-- start of TEXT --

20 January 2009
 
Nineteen Years


(Mr. Bartley's Burger Cottage)
 

It is inauguration day in Washington, and the place is locked-down, and jammed to the gills. Route 50 is eerily empty. At this hour it is normally a solid wave of steel and plastic headed into the capital. It is not, this morning.
 
You can feel something in the air. I am not going out of the house unless there is a fire.
 
A really big fire. Yet something is tugging at me. I wonder if I might head over to Fort Myer and walk in the back gate of Arlington Cemetery to General Lee’s old home on the hill, with the commanding view of the city across the river. I’ll have to let you know how that goes.
 
In the meantime, I am going to let the day play out in all its historic majesty.
 
In the meantime, I had time to consider the whole Baku massacre thing as part of the puzzle that the new President will take up. There is so much out there he will be expected to understand, immediately, and to act with certainty and conviction.
 
It is the anniversary today, and forgive me if we get to the new President through the events in Baku. One of our old pals has given up commerce, joined the Peace Corps, and headed off to South Asia to do something useful.

-- end of TEXT --
-- start of MATERIAL SUPPLIED --

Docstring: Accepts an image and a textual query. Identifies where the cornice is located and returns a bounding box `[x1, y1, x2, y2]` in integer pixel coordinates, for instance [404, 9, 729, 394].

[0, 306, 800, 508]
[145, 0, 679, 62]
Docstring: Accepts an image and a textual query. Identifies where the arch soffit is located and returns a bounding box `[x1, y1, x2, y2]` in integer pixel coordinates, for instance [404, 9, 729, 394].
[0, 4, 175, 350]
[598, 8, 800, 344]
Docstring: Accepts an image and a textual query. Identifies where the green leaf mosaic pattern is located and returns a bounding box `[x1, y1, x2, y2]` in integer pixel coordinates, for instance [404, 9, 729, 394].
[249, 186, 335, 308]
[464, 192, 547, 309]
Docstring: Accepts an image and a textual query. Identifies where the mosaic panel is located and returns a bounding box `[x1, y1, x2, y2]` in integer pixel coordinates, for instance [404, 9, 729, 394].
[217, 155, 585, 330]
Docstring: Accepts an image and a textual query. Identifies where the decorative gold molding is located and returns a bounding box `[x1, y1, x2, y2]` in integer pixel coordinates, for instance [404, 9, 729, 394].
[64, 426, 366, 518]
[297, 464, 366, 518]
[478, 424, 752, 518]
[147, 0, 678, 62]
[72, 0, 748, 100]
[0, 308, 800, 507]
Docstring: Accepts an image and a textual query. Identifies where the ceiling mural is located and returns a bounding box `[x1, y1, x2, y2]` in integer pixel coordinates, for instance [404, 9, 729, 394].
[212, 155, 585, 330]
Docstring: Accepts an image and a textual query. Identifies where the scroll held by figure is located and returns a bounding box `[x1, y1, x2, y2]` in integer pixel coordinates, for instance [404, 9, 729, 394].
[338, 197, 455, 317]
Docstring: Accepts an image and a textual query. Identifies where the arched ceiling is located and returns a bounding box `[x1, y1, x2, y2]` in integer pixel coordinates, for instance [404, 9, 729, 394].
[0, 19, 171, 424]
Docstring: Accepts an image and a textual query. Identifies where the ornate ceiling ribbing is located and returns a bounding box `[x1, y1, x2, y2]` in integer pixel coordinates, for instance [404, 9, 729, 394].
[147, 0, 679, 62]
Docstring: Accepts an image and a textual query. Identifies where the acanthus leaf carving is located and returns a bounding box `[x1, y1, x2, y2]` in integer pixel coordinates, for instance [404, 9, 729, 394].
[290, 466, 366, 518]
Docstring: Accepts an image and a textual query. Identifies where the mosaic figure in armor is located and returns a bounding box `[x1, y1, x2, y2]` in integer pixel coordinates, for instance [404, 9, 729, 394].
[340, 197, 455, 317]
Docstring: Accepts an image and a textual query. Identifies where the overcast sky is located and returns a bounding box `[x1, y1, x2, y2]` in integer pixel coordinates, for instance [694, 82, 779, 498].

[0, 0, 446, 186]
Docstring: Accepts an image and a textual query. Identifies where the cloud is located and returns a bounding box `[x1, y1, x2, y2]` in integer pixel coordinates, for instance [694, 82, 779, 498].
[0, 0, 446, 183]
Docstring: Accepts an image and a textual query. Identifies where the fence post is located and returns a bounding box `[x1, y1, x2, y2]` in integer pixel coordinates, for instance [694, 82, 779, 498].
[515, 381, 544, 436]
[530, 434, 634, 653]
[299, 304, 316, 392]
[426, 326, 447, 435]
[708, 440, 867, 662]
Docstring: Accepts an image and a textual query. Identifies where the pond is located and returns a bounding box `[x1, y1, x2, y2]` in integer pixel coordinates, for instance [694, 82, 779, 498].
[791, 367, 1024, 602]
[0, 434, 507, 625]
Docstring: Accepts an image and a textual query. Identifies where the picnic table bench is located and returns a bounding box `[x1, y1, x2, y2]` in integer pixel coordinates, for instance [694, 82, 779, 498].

-- end of MATERIAL SUPPLIED --

- REQUIRED TASK A -
Print the portion of the inauguration-day post starting at "Nineteen Years" and ending at "not, this morning.", reproduced verbatim.
- REQUIRED TASK B -
Output the rows verbatim, starting at the first row and ending at the line containing "[147, 0, 679, 62]", with both of those lines included.
The post and the rows are independent of each other.

- COMPLETE ANSWER A -
Nineteen Years


(Mr. Bartley's Burger Cottage)
 

It is inauguration day in Washington, and the place is locked-down, and jammed to the gills. Route 50 is eerily empty. At this hour it is normally a solid wave of steel and plastic headed into the capital. It is not, this morning.

- COMPLETE ANSWER B -
Docstring: Accepts an image and a textual query. Identifies where the cornice is located and returns a bounding box `[x1, y1, x2, y2]` in integer pixel coordinates, for instance [404, 9, 729, 394].

[0, 306, 800, 508]
[145, 0, 679, 62]
Docstring: Accepts an image and a textual query. Identifies where the arch soffit is located and returns a bounding box `[x1, y1, x2, y2]` in integer pixel coordinates, for instance [404, 9, 729, 394].
[0, 4, 175, 350]
[598, 8, 800, 344]
Docstring: Accepts an image and a textual query. Identifies where the green leaf mosaic pattern is located and returns a bounding box `[x1, y1, x2, y2]` in integer pixel coordinates, for instance [404, 9, 729, 394].
[249, 186, 335, 308]
[464, 192, 547, 309]
Docstring: Accepts an image and a textual query. Identifies where the mosaic panel is located and returns a bounding box `[x1, y1, x2, y2]` in integer pixel coordinates, for instance [404, 9, 729, 394].
[217, 155, 585, 330]
Docstring: Accepts an image and a textual query. Identifies where the decorative gold molding is located and returns a bounding box `[x1, y1, x2, y2]` in integer pixel coordinates, for instance [404, 9, 729, 394].
[64, 426, 366, 518]
[297, 464, 366, 518]
[478, 424, 752, 518]
[147, 0, 678, 62]
[72, 0, 748, 100]
[0, 308, 800, 507]
Docstring: Accepts an image and a textual query. Identifies where the ceiling mural is located and returns a bounding box `[x1, y1, x2, y2]` in integer pixel coordinates, for instance [404, 9, 729, 394].
[212, 155, 585, 330]
Docstring: Accepts an image and a textual query. Identifies where the scroll held by figure is located and returns a bounding box `[x1, y1, x2, y2]` in integer pixel coordinates, for instance [404, 9, 729, 394].
[338, 197, 455, 317]
Docstring: Accepts an image and a textual query. Identifies where the arched ceiling is located and returns a bounding box `[x1, y1, x2, y2]` in integer pixel coordinates, for instance [404, 9, 729, 394].
[0, 19, 171, 424]
Docstring: Accepts an image and a textual query. Identifies where the ornate ceiling ribbing is located and returns a bounding box `[x1, y1, x2, y2]` in integer pixel coordinates, for instance [404, 9, 729, 394].
[147, 0, 679, 62]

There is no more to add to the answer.